**EXERCISE**
Write out the material below exactly, beginning at the line that contains "If you could mark the blue" and ending with its last line, both ends included; write nothing else.

[Opening STUDY MATERIAL section]

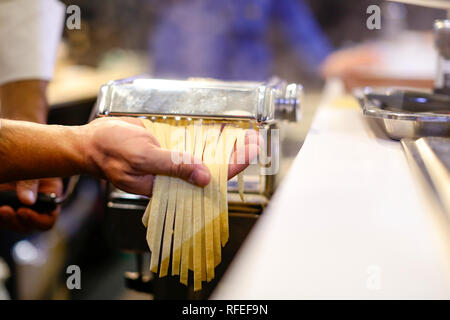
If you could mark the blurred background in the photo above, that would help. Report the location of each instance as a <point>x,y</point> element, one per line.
<point>304,41</point>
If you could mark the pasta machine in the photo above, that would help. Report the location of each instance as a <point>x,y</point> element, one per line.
<point>261,104</point>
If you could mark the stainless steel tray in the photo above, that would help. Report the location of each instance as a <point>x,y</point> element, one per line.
<point>398,123</point>
<point>432,157</point>
<point>262,102</point>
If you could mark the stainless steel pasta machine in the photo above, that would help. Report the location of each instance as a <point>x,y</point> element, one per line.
<point>262,104</point>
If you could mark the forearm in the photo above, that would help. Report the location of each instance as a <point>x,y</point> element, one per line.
<point>24,100</point>
<point>31,151</point>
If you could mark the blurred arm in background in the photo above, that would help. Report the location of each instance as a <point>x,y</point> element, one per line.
<point>30,31</point>
<point>303,32</point>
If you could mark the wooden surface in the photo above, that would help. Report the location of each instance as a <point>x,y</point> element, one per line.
<point>350,221</point>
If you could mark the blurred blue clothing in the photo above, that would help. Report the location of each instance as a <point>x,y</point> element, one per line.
<point>227,39</point>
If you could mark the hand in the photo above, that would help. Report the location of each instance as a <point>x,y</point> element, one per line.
<point>353,66</point>
<point>26,100</point>
<point>124,152</point>
<point>25,220</point>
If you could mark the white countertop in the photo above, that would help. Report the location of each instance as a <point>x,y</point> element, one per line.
<point>351,220</point>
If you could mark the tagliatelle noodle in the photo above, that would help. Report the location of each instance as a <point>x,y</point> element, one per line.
<point>190,220</point>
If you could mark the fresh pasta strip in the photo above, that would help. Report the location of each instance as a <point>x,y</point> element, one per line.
<point>197,213</point>
<point>179,213</point>
<point>170,214</point>
<point>209,159</point>
<point>240,143</point>
<point>162,185</point>
<point>229,135</point>
<point>185,223</point>
<point>186,253</point>
<point>145,218</point>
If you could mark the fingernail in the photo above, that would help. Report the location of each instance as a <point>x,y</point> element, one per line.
<point>200,176</point>
<point>31,197</point>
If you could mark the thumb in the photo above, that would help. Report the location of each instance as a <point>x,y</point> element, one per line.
<point>176,164</point>
<point>27,191</point>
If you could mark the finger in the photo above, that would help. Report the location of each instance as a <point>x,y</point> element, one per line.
<point>9,220</point>
<point>142,185</point>
<point>251,152</point>
<point>51,185</point>
<point>6,214</point>
<point>244,156</point>
<point>34,220</point>
<point>27,191</point>
<point>176,164</point>
<point>8,186</point>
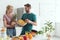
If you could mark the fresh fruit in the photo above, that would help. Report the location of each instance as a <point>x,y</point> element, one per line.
<point>15,38</point>
<point>21,38</point>
<point>3,29</point>
<point>30,36</point>
<point>21,22</point>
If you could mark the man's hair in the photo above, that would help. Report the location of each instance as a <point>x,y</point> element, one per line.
<point>28,5</point>
<point>35,31</point>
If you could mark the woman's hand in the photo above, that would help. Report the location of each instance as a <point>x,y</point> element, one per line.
<point>13,23</point>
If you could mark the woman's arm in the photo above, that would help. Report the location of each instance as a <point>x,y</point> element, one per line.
<point>5,23</point>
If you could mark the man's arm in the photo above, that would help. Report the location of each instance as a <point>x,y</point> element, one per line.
<point>33,22</point>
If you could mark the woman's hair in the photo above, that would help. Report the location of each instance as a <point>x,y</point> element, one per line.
<point>8,7</point>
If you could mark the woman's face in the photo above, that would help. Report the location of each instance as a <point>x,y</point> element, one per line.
<point>10,10</point>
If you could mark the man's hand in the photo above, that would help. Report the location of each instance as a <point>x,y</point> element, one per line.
<point>28,21</point>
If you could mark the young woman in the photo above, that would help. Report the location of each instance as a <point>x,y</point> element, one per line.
<point>7,18</point>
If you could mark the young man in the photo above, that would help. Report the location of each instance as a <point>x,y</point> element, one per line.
<point>28,17</point>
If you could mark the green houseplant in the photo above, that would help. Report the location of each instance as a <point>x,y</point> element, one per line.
<point>47,29</point>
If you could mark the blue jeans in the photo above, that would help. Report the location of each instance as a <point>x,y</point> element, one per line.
<point>11,32</point>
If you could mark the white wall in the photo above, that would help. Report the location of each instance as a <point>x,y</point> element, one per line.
<point>47,9</point>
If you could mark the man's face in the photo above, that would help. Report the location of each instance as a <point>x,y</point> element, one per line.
<point>27,9</point>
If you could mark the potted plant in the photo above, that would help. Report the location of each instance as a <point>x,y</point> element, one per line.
<point>47,29</point>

[Closing STUDY MATERIAL section]

**RESULT**
If you could mark the blue jeans in the photo above, that would help. Report the location of each instance as a <point>x,y</point> element, one per line.
<point>11,32</point>
If you could mark the white wall in the photo above, that would help. Report the location of each instance as a <point>x,y</point> element, one per line.
<point>47,9</point>
If you could mark the man's face in the photo above, that would help. Report the location of each instance as a <point>x,y</point> element, one per line.
<point>27,9</point>
If you could mark the potted plant in the photo above, that would help. Report the location of each instance as a <point>x,y</point> element, one per line.
<point>47,29</point>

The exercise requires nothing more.